# Start of EXCERPTED RECORDS

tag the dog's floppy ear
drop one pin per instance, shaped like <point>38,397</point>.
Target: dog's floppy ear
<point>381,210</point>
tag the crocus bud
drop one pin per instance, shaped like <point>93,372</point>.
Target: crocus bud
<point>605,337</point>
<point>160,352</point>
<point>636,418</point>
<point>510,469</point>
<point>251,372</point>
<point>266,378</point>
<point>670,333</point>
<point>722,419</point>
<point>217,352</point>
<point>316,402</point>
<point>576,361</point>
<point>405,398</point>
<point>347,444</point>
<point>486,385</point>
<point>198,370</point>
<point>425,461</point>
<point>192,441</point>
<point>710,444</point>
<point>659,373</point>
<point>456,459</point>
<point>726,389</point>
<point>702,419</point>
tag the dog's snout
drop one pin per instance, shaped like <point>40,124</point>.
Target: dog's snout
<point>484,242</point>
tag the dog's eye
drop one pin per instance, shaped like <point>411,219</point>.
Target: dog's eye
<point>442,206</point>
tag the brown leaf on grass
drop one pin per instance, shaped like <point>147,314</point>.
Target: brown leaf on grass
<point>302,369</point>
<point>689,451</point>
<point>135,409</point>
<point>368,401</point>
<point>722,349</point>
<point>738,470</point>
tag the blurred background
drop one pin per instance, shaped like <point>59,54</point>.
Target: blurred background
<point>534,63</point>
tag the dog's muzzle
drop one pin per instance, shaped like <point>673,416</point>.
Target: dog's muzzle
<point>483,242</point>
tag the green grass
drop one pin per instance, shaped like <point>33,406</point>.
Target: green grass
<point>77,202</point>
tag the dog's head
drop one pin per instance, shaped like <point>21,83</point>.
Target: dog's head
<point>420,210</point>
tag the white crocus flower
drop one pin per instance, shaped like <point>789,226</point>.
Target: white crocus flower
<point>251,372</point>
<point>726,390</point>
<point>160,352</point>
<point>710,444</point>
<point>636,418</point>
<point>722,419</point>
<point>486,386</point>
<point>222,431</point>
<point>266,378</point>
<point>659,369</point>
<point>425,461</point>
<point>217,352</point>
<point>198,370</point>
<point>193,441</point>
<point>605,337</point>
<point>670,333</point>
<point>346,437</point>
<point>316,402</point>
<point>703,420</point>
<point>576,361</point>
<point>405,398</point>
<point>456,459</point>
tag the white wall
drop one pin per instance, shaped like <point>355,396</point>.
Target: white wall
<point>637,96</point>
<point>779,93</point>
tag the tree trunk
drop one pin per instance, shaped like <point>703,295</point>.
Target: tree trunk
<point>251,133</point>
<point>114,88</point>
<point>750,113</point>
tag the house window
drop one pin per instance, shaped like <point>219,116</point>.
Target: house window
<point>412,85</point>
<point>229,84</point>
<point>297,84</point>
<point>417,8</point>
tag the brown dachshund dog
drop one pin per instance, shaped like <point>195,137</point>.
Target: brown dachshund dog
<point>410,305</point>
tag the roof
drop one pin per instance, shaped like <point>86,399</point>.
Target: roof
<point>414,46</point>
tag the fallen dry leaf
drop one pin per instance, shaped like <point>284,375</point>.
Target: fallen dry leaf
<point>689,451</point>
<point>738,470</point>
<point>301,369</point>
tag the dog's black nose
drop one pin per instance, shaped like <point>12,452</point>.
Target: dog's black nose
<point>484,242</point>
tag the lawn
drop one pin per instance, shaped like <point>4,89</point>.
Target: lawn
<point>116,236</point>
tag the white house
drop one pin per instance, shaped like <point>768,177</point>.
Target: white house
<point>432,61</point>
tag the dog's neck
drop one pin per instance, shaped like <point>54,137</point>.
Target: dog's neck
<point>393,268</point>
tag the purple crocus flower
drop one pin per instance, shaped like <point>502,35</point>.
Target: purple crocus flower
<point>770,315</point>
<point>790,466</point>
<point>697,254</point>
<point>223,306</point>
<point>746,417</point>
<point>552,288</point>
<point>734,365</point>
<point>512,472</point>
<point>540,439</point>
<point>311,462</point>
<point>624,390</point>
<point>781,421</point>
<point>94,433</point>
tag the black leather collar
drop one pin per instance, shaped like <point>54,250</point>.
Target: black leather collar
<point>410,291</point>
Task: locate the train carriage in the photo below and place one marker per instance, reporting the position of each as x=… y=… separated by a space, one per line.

# End of EXCERPTED RECORDS

- TASK OBJECTIVE
Output the full listing above verbatim, line for line, with no changes.

- EXERCISE SOLUTION
tag the dog's floppy ear
drop one pin per instance, shaped like <point>38,397</point>.
Target: dog's floppy ear
<point>381,210</point>
tag the crocus bud
drop one pin per instance, shaped like <point>93,372</point>.
Target: crocus bud
<point>605,337</point>
<point>160,352</point>
<point>636,418</point>
<point>510,469</point>
<point>251,372</point>
<point>266,378</point>
<point>670,333</point>
<point>722,419</point>
<point>217,352</point>
<point>316,402</point>
<point>576,361</point>
<point>405,398</point>
<point>347,444</point>
<point>486,385</point>
<point>198,370</point>
<point>425,461</point>
<point>192,441</point>
<point>710,444</point>
<point>659,373</point>
<point>456,459</point>
<point>726,389</point>
<point>702,419</point>
tag the dog's snout
drop one pin per instance, shaped like <point>40,124</point>.
Target: dog's snout
<point>484,242</point>
tag the dog's eye
drop one pin per instance, shaped like <point>411,219</point>.
Target: dog's eye
<point>442,206</point>
tag the brown leaf on grass
drop one pin per instance, shaped like <point>147,314</point>.
Target: brown leaf on grass
<point>302,369</point>
<point>689,451</point>
<point>135,409</point>
<point>368,401</point>
<point>722,349</point>
<point>738,470</point>
tag the blurred background
drop one pin per instance, shaped like <point>59,54</point>.
Target: blurred background
<point>534,63</point>
tag the dog's muzzle
drop one pin per instance, shaped like <point>673,416</point>.
Target: dog's muzzle
<point>483,242</point>
tag the green grass
drop one pin per instance, shaped like <point>33,406</point>.
Target: green grass
<point>77,202</point>
tag the dog's head
drop one pin per instance, shaped like <point>21,83</point>.
Target: dog's head
<point>420,210</point>
tag the white crocus flower
drop one pin per instance, shaped like <point>789,226</point>.
Target: white crocus flower
<point>251,372</point>
<point>726,390</point>
<point>160,352</point>
<point>710,444</point>
<point>636,418</point>
<point>722,419</point>
<point>486,386</point>
<point>222,431</point>
<point>266,378</point>
<point>659,369</point>
<point>425,461</point>
<point>217,352</point>
<point>198,370</point>
<point>193,441</point>
<point>605,337</point>
<point>670,333</point>
<point>346,437</point>
<point>316,402</point>
<point>703,420</point>
<point>576,361</point>
<point>405,398</point>
<point>456,459</point>
tag the white wall
drop one pin per instance, shaped like <point>355,396</point>.
Target: white wall
<point>637,96</point>
<point>779,93</point>
tag the tree trunk
drop one pin per instance, shaped like <point>703,295</point>.
Target: tree trunk
<point>251,133</point>
<point>114,88</point>
<point>750,113</point>
tag the house window
drop one pin per instance, shaped like <point>219,116</point>.
Target: house window
<point>412,85</point>
<point>229,84</point>
<point>297,84</point>
<point>417,8</point>
tag the brown dachshund dog
drop one pin per instance, shaped like <point>195,137</point>.
Target: brown dachshund dog
<point>410,305</point>
tag the roof
drop one pin per instance, shaped like <point>86,399</point>.
Target: roof
<point>414,46</point>
tag the fallen dry leaf
drop one pin per instance, shaped like <point>284,375</point>.
Target: fallen dry leaf
<point>689,451</point>
<point>738,470</point>
<point>301,369</point>
tag the dog's black nose
drop one pin per instance, shaped like <point>12,452</point>.
Target: dog's black nose
<point>484,242</point>
tag the lawn
drop one pin per instance, shaped like <point>4,89</point>.
Target: lawn
<point>116,236</point>
tag the white house
drop one pin per instance, shaped like <point>768,177</point>.
Target: white house
<point>432,61</point>
tag the dog's neck
drop one pin per instance, shaped like <point>54,137</point>.
Target: dog's neck
<point>393,268</point>
tag the purple crocus flower
drop one pin per instance, shaped like <point>502,35</point>.
Target: purple crocus flower
<point>770,315</point>
<point>790,466</point>
<point>697,254</point>
<point>223,306</point>
<point>746,417</point>
<point>552,288</point>
<point>734,365</point>
<point>512,472</point>
<point>540,439</point>
<point>311,462</point>
<point>624,390</point>
<point>781,421</point>
<point>94,433</point>
tag the black leather collar
drop one pin per instance, shaped like <point>54,250</point>.
Target: black leather collar
<point>410,291</point>
Task: locate the train carriage in the photo below and place one marker per instance, reporting the position of each as x=… y=… separated by a space, one per line.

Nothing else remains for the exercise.